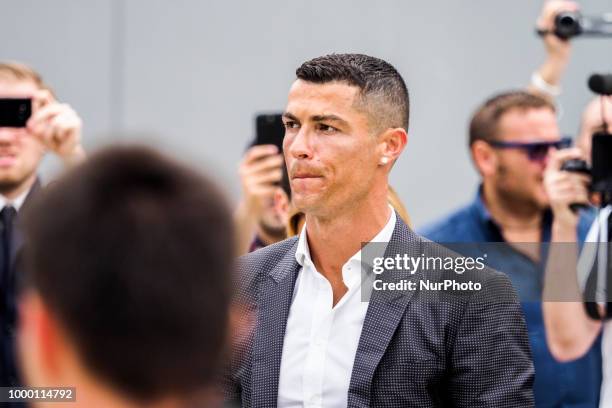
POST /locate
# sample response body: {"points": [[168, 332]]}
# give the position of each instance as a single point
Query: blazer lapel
{"points": [[384, 314], [274, 302]]}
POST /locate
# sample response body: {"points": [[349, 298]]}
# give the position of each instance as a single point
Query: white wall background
{"points": [[189, 75]]}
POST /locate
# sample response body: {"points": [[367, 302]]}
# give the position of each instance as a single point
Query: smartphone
{"points": [[15, 112], [270, 130]]}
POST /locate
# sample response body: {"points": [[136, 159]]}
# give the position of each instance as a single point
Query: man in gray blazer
{"points": [[323, 335]]}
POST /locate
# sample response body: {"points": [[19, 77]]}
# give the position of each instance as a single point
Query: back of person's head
{"points": [[19, 72], [130, 254], [383, 96], [485, 121]]}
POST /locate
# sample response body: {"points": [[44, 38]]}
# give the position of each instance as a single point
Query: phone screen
{"points": [[270, 130]]}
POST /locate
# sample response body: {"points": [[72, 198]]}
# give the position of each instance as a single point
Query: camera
{"points": [[569, 24]]}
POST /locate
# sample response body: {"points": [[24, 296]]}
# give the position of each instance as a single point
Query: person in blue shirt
{"points": [[511, 137]]}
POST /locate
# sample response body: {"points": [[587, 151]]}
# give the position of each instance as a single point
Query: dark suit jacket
{"points": [[416, 349], [8, 303]]}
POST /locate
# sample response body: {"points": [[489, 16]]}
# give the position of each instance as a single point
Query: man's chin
{"points": [[9, 182]]}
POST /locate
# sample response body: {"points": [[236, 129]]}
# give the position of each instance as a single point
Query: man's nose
{"points": [[8, 135]]}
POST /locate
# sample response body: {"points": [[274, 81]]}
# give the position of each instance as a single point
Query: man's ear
{"points": [[485, 158], [38, 342], [391, 143]]}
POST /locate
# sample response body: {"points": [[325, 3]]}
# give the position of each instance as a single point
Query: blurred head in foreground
{"points": [[127, 262]]}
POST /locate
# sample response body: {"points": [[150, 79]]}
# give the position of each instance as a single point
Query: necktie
{"points": [[7, 215]]}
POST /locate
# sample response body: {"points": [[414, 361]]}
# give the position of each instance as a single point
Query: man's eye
{"points": [[327, 129]]}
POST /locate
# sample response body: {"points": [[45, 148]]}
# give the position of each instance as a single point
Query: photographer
{"points": [[53, 126], [545, 80]]}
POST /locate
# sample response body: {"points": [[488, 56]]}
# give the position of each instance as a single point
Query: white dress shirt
{"points": [[605, 399], [321, 339]]}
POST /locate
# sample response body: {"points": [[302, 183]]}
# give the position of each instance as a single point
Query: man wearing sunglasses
{"points": [[512, 136]]}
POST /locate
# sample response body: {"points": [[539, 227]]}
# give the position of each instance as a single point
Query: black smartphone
{"points": [[270, 130], [15, 112]]}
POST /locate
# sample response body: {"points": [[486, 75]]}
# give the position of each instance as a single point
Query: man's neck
{"points": [[334, 240], [519, 222]]}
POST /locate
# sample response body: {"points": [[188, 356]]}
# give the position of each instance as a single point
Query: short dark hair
{"points": [[483, 125], [132, 252], [383, 90]]}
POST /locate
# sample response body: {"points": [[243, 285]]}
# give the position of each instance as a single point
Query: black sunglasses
{"points": [[536, 151]]}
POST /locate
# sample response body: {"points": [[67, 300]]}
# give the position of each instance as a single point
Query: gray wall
{"points": [[188, 75]]}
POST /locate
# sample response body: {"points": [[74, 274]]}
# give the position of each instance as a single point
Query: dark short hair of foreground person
{"points": [[315, 340], [128, 262]]}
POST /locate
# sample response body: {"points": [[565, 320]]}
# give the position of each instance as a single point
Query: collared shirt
{"points": [[574, 384], [16, 203], [321, 339]]}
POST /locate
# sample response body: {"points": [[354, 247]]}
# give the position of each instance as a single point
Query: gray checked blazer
{"points": [[466, 350]]}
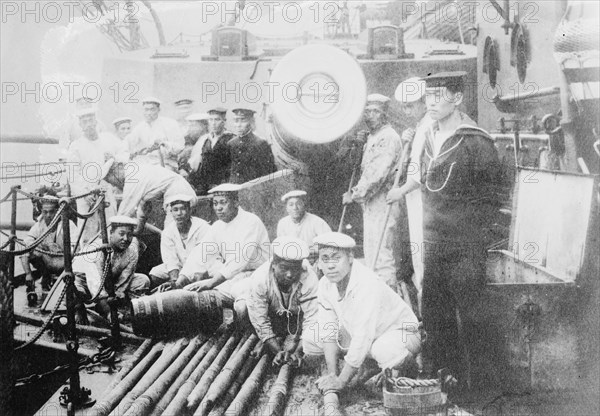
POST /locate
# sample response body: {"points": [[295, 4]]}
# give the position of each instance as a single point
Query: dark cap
{"points": [[454, 80], [217, 110], [246, 112], [184, 101]]}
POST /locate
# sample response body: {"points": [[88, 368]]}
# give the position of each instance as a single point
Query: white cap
{"points": [[336, 240], [410, 90], [197, 117], [293, 194], [106, 168], [225, 188], [122, 220], [290, 248], [85, 111], [177, 198], [151, 100], [120, 120]]}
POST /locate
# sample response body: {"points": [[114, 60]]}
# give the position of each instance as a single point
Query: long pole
{"points": [[109, 283], [74, 395]]}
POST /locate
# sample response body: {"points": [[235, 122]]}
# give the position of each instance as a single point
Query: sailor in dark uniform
{"points": [[251, 156], [459, 175], [211, 157]]}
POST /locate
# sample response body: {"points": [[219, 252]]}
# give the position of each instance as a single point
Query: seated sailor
{"points": [[359, 317], [299, 223], [121, 277], [177, 241], [234, 246], [46, 264], [282, 302]]}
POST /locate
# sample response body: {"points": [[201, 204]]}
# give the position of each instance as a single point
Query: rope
{"points": [[92, 211], [47, 323], [37, 242], [107, 267]]}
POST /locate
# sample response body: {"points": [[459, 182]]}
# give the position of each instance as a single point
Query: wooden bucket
{"points": [[414, 401], [177, 312]]}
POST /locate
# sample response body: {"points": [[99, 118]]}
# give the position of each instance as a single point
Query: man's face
{"points": [[49, 210], [151, 111], [225, 208], [197, 127], [121, 237], [335, 263], [241, 125], [374, 118], [216, 123], [441, 103], [414, 111], [296, 208], [181, 212], [123, 130], [88, 125], [184, 110], [287, 273]]}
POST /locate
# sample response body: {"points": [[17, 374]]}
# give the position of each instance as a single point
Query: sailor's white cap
{"points": [[120, 120], [410, 90], [225, 188], [151, 100], [290, 248], [178, 198], [377, 101], [122, 220], [197, 117], [85, 111], [293, 194], [334, 239]]}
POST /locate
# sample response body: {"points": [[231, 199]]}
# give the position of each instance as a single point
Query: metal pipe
{"points": [[13, 232]]}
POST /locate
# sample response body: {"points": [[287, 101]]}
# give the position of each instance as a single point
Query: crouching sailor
{"points": [[234, 246], [123, 254], [360, 317], [282, 302]]}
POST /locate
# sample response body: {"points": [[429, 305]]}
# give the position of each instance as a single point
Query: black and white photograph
{"points": [[300, 208]]}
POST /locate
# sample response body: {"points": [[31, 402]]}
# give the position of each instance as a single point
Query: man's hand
{"points": [[198, 286], [330, 382], [347, 198], [394, 195]]}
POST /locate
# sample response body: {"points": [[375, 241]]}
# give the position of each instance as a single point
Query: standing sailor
{"points": [[122, 127], [157, 140], [380, 159], [87, 155], [460, 170], [251, 156], [299, 223], [210, 161]]}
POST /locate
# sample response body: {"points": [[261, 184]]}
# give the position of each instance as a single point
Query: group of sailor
{"points": [[354, 309]]}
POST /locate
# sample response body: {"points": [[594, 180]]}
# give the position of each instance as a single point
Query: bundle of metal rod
{"points": [[188, 370], [230, 350], [167, 357], [249, 389], [81, 329], [144, 403], [225, 400], [331, 403], [277, 397], [131, 363], [223, 381], [180, 401], [104, 407]]}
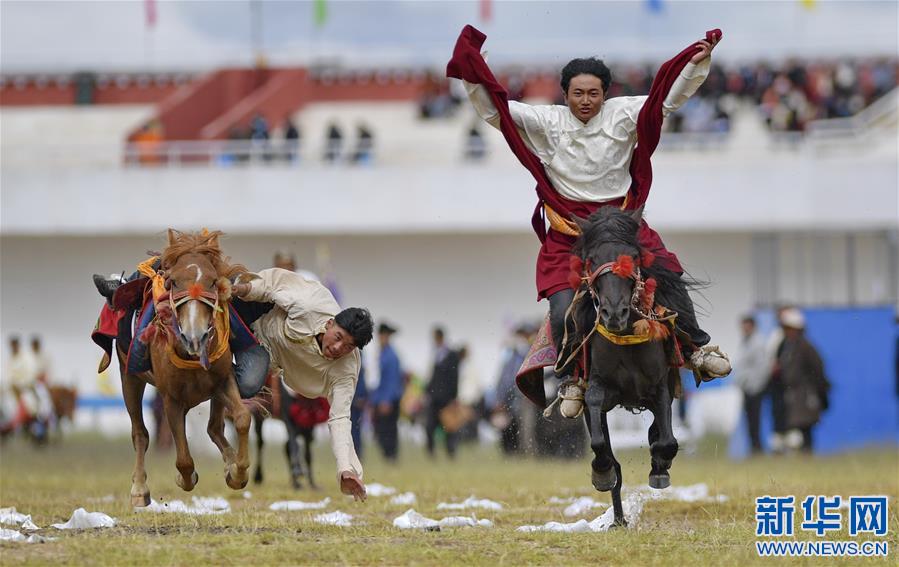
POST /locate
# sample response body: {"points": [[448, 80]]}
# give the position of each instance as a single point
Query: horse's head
{"points": [[610, 255], [191, 263]]}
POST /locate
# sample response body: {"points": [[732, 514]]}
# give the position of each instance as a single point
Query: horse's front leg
{"points": [[237, 475], [133, 392], [603, 475], [175, 413], [662, 444], [216, 430], [308, 435], [258, 419]]}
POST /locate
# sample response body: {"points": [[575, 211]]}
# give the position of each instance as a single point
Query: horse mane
{"points": [[205, 243]]}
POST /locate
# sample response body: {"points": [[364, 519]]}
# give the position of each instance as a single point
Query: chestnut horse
{"points": [[191, 359]]}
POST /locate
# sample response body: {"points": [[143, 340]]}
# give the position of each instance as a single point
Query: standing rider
{"points": [[586, 149]]}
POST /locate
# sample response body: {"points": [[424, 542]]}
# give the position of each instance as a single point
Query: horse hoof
{"points": [[236, 481], [604, 481], [194, 479], [140, 500], [659, 481]]}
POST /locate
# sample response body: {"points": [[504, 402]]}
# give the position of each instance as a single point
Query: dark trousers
{"points": [[386, 431], [431, 424], [251, 369], [558, 305], [752, 403], [778, 405]]}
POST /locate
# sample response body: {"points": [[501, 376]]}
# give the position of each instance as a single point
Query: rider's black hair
{"points": [[358, 323], [588, 66]]}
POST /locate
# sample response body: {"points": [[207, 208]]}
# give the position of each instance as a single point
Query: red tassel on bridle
{"points": [[576, 264], [195, 291]]}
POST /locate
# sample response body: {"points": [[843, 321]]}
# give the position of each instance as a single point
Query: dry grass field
{"points": [[94, 473]]}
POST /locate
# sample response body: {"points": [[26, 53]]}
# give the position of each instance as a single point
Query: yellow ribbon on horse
{"points": [[158, 282], [222, 320]]}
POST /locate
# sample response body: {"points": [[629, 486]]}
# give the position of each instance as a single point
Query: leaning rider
{"points": [[586, 149], [305, 332]]}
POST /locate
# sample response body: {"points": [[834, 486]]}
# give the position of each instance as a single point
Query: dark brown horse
{"points": [[278, 403], [628, 343], [191, 360]]}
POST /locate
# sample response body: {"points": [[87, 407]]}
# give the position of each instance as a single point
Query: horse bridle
{"points": [[177, 299], [609, 267]]}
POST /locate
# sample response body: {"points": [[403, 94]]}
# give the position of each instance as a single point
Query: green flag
{"points": [[321, 12]]}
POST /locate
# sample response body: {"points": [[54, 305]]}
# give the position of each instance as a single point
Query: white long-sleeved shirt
{"points": [[587, 162], [752, 366], [302, 309]]}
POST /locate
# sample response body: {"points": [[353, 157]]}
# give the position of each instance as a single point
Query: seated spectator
{"points": [[334, 144], [363, 155], [291, 142], [148, 143]]}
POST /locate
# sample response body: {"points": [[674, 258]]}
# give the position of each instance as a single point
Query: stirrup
{"points": [[709, 363], [562, 397]]}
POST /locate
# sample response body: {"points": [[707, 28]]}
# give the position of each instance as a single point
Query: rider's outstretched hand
{"points": [[350, 484]]}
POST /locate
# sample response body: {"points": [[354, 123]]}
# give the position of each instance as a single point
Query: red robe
{"points": [[553, 260]]}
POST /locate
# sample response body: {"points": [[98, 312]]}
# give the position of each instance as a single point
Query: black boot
{"points": [[106, 287]]}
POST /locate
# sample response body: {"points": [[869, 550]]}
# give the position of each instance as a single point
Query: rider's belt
{"points": [[622, 339], [559, 223]]}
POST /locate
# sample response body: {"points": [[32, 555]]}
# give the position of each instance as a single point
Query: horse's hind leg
{"points": [[662, 444], [307, 441], [604, 474], [237, 475], [292, 452], [616, 490], [133, 392], [175, 413], [258, 420]]}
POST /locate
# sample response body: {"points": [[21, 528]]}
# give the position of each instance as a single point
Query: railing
{"points": [[882, 112], [408, 150]]}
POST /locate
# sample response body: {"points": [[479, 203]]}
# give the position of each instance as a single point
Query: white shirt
{"points": [[302, 309], [752, 367], [587, 162]]}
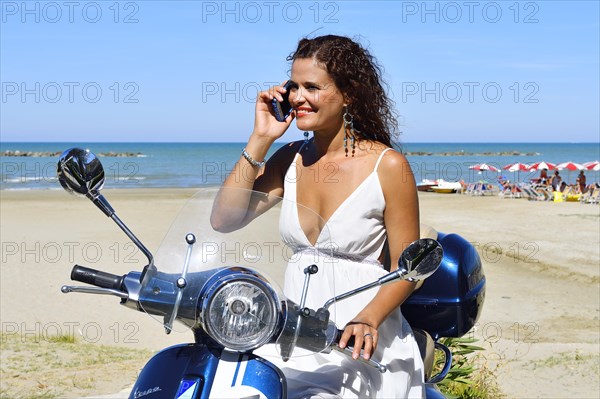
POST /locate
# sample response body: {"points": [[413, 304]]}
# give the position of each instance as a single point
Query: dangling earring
{"points": [[349, 131]]}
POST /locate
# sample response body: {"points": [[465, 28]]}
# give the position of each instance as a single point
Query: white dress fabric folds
{"points": [[346, 253]]}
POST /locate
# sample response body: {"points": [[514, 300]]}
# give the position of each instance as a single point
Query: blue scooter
{"points": [[233, 311]]}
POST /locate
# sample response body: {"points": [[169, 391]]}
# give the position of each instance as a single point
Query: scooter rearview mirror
{"points": [[420, 259], [80, 172]]}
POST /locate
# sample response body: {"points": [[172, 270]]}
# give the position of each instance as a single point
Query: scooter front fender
{"points": [[194, 371]]}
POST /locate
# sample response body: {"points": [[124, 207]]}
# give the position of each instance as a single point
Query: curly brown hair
{"points": [[357, 74]]}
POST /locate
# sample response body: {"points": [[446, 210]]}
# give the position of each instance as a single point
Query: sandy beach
{"points": [[540, 322]]}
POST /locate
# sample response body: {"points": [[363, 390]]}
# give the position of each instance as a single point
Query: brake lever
{"points": [[65, 289]]}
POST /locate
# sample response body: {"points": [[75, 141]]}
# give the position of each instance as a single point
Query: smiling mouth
{"points": [[303, 112]]}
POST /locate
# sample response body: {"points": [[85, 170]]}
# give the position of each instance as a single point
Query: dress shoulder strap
{"points": [[380, 157], [299, 151]]}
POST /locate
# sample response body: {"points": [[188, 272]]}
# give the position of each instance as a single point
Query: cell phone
{"points": [[284, 108]]}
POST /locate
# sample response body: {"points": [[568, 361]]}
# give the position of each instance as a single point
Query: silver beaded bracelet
{"points": [[251, 160]]}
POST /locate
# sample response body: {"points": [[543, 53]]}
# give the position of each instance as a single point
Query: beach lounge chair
{"points": [[533, 194], [594, 198]]}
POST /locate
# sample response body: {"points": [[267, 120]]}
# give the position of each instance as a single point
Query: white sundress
{"points": [[357, 232]]}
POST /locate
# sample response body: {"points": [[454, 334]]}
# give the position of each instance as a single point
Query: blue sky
{"points": [[464, 71]]}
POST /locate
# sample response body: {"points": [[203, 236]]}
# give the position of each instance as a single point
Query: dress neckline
{"points": [[333, 214]]}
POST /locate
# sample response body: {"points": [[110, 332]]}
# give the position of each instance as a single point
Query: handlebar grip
{"points": [[97, 278], [339, 335]]}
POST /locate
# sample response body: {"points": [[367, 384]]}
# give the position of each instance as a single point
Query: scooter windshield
{"points": [[238, 257]]}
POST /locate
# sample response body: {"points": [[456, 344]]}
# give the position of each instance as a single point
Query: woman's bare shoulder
{"points": [[394, 168]]}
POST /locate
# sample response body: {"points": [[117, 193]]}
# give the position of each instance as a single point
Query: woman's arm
{"points": [[401, 218], [235, 205]]}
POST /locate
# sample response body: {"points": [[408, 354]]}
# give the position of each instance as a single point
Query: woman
{"points": [[361, 191]]}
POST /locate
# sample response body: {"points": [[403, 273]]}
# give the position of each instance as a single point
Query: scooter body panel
{"points": [[194, 371]]}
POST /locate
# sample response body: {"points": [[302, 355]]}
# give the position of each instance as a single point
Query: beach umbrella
{"points": [[542, 165], [516, 167], [484, 166], [569, 166], [594, 165]]}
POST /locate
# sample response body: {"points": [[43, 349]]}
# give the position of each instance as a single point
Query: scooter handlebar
{"points": [[97, 278]]}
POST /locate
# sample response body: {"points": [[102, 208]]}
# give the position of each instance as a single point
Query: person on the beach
{"points": [[581, 182], [544, 177], [555, 181], [369, 205]]}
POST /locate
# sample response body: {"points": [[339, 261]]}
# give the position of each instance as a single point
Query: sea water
{"points": [[207, 164]]}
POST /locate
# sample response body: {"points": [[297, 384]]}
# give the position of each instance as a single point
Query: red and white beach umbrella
{"points": [[516, 167], [569, 166], [542, 165], [484, 166], [594, 165]]}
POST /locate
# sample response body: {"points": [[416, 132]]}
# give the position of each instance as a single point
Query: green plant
{"points": [[469, 377]]}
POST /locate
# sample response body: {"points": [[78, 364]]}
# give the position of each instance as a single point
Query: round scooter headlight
{"points": [[240, 313]]}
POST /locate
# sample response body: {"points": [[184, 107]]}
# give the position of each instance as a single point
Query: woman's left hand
{"points": [[365, 337]]}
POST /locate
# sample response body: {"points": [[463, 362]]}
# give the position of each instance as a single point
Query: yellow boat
{"points": [[443, 190]]}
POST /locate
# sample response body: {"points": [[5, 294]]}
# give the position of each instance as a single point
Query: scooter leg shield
{"points": [[195, 371]]}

——

Select every line above that contains the string "scooter" and copy those lines. Uppercase and lowercase letters must match.

Query: blue scooter
Query: scooter rearview mirror
Query: scooter front fender
Query: scooter windshield
Query: scooter body panel
Query: scooter handlebar
Query: round scooter headlight
Query: scooter leg shield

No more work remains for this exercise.